Region pointing data:

━━━━━━━━━━━━━━━━━━━━

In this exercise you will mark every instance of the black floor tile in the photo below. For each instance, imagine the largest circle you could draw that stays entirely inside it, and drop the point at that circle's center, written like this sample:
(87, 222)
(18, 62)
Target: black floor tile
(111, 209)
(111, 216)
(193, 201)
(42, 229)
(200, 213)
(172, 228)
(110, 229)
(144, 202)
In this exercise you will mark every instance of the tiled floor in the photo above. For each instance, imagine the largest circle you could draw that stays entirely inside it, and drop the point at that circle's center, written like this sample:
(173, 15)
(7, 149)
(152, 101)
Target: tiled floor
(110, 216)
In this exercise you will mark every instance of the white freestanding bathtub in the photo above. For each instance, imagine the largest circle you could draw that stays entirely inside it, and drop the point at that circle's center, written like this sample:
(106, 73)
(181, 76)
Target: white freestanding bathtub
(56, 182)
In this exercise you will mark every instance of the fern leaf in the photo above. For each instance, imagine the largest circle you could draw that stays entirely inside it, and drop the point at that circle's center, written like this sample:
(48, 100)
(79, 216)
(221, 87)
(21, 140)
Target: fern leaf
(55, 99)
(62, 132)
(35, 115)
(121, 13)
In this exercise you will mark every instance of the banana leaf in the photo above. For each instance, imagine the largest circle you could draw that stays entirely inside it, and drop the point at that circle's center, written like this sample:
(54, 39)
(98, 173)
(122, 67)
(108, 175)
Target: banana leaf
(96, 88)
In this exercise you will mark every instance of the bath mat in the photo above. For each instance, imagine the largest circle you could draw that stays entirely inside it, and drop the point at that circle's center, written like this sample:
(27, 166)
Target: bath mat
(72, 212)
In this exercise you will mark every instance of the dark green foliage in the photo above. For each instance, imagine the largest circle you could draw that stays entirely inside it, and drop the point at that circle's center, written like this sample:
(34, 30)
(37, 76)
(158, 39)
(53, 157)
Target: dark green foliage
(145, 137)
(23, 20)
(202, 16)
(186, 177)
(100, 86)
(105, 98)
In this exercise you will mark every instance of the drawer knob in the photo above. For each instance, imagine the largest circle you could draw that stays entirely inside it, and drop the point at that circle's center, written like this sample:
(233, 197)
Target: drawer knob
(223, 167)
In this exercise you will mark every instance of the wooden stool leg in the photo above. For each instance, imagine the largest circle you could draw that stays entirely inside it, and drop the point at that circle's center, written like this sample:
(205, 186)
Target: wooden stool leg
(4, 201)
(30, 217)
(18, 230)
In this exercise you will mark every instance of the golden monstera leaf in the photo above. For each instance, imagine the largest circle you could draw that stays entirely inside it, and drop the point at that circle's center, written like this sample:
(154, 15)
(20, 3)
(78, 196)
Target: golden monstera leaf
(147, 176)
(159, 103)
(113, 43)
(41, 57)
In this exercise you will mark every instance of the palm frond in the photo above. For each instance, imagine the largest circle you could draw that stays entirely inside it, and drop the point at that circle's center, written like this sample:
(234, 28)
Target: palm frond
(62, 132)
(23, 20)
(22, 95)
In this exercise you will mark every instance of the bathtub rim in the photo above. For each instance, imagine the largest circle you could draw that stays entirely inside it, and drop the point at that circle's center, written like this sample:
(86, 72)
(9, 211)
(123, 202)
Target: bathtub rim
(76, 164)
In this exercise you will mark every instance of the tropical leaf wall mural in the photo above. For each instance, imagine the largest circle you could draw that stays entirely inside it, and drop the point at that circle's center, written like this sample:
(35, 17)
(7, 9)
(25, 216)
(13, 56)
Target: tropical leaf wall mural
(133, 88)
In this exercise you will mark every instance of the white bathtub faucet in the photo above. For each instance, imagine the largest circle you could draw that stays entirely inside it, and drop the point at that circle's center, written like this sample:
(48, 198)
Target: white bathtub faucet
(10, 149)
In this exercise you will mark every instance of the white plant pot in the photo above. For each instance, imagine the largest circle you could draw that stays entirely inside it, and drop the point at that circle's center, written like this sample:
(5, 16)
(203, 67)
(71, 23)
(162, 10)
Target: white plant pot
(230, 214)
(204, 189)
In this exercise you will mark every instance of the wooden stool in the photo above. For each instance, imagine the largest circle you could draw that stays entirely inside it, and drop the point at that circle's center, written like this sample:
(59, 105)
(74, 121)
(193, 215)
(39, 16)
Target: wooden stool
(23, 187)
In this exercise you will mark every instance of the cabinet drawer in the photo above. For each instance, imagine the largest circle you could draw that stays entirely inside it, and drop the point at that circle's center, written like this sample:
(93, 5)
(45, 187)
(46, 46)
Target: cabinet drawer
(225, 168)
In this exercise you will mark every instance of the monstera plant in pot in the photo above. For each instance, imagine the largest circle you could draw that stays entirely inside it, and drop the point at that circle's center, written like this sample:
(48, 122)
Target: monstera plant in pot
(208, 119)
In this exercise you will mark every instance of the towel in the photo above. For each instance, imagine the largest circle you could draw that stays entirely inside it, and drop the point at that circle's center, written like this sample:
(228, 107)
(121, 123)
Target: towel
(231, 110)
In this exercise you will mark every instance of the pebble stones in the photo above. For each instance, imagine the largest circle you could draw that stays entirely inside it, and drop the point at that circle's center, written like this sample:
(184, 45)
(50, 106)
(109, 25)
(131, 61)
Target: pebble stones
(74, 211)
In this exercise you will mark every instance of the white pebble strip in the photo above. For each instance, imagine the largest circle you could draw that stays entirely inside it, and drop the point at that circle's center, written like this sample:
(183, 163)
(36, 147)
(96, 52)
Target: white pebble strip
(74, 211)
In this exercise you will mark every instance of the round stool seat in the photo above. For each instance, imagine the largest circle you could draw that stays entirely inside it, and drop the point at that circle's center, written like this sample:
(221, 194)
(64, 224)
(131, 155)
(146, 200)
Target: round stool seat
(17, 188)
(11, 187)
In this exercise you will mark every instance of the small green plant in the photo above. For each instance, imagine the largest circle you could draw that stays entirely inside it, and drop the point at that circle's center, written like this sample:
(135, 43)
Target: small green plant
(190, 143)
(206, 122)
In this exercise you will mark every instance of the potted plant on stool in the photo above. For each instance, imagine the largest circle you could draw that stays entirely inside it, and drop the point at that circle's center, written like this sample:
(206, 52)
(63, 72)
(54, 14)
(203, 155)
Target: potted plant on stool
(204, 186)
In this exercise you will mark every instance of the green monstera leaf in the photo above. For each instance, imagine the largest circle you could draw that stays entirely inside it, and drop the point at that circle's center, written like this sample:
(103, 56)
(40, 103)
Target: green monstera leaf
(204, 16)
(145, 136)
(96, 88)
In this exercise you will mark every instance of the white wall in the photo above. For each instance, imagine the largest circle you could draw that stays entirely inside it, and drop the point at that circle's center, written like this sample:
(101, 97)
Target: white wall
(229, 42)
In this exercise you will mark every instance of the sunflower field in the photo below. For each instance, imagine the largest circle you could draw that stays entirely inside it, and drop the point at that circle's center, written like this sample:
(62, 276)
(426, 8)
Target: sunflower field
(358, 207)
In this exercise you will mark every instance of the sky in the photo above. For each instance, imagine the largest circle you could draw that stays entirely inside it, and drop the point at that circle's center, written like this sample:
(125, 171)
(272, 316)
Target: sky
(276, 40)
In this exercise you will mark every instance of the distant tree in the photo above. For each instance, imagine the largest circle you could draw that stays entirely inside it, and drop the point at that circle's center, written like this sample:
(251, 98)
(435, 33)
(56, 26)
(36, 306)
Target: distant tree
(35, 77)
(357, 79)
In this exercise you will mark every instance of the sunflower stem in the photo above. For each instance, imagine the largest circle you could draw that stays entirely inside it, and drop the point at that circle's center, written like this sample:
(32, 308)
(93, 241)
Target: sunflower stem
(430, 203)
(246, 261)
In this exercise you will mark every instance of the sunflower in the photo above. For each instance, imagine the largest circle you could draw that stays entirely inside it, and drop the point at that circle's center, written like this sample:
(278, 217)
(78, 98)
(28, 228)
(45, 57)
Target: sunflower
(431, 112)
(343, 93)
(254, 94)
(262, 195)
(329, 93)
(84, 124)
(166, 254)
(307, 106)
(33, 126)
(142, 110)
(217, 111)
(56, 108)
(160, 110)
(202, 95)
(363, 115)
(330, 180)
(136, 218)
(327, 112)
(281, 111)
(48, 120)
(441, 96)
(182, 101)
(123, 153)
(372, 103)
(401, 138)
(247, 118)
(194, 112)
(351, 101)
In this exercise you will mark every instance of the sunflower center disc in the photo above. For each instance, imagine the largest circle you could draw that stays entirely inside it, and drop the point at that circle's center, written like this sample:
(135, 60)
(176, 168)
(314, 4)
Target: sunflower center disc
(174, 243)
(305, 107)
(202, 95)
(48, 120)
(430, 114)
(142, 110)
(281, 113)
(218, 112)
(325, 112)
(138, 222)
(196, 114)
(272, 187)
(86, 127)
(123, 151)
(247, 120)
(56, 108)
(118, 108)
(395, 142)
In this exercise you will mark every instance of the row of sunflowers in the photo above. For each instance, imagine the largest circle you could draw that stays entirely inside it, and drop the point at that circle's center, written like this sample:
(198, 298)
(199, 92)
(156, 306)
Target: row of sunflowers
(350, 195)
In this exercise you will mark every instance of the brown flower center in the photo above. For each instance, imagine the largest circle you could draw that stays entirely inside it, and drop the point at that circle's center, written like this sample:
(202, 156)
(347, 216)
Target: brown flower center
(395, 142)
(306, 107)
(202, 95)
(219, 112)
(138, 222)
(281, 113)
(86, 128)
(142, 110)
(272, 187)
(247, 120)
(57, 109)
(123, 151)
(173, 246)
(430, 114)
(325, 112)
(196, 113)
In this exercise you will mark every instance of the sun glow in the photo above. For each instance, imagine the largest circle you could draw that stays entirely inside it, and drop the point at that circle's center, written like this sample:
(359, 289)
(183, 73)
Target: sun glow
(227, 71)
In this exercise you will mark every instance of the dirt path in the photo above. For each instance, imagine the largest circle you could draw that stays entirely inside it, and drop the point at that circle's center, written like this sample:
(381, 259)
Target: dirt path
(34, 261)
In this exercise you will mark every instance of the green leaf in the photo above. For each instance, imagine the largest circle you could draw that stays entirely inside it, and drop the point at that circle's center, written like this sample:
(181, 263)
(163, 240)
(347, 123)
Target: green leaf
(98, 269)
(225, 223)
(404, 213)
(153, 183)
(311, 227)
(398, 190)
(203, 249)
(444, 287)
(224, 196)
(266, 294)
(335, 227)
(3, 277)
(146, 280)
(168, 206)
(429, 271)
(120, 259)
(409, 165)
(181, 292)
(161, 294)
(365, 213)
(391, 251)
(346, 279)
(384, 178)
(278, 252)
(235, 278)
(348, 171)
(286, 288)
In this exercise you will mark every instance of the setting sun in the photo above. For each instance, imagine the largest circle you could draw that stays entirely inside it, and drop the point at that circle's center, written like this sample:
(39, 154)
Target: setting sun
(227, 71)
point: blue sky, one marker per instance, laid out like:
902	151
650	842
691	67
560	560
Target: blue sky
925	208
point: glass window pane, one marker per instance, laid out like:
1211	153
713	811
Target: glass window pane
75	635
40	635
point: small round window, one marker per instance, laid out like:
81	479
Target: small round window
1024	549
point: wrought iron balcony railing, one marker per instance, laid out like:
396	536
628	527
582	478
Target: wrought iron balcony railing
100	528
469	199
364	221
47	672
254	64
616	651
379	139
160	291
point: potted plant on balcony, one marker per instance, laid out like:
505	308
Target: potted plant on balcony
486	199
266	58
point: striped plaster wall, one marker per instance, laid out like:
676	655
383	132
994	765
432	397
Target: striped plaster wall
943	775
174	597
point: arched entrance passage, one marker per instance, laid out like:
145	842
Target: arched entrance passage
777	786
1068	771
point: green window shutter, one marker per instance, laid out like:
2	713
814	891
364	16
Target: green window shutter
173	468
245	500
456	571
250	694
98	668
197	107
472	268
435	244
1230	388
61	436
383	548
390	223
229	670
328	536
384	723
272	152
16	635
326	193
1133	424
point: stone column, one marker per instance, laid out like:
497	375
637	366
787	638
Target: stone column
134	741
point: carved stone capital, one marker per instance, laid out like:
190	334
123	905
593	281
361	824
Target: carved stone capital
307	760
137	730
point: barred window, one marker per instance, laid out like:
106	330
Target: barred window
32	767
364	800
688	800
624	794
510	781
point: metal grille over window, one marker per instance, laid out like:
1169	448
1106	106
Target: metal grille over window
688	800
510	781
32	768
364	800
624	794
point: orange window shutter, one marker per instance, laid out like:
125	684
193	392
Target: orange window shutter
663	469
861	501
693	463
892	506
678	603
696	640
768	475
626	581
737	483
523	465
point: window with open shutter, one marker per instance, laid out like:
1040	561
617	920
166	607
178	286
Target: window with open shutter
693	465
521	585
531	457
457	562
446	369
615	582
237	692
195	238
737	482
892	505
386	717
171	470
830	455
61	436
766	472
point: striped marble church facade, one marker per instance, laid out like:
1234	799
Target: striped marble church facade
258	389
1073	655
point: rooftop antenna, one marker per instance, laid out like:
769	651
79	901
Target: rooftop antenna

━━━━━━━━━━━━━━━━━━━━

PROBLEM
Search the records for the word "below" and copy every line where it occurs.

EXERCISE SOLUTION
In this exercise you will mark every instance of the black floor tile in the photo below. For each instance, imagine the largest circle you could draw that stays entirely inside it, and drop the point at that circle's center, written like this sample:
In this exercise you will mark every instance of the sunflower field in the photo below. For each instance, imagine the largest circle you could draw that stays entirely inside it, and drop the point at that circle's center, written like this sample:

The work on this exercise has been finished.